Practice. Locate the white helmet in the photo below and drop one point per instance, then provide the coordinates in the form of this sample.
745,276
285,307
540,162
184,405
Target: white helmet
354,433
-- -- --
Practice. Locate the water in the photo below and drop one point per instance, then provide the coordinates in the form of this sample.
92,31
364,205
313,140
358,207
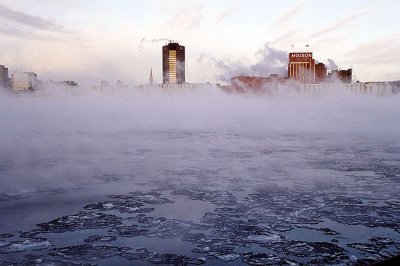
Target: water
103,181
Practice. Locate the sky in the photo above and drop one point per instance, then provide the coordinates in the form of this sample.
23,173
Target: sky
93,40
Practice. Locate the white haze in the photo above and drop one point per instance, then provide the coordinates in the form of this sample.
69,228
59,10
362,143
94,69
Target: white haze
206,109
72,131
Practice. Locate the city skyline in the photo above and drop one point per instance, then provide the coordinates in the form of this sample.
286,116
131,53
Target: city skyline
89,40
-- -- --
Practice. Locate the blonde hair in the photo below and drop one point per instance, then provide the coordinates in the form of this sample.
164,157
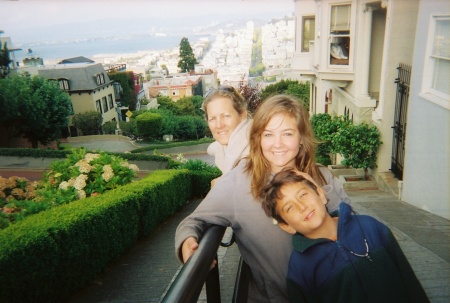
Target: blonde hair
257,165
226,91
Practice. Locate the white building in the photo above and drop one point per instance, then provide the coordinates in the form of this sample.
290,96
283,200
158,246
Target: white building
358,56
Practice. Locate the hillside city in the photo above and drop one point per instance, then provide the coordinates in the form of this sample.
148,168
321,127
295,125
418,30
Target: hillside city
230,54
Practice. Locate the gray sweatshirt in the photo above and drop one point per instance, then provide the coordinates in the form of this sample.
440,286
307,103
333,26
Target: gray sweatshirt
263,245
-- -- --
Work required:
Check each line above for the string "below" and report how many lines have it, giving only the number.

Written response:
3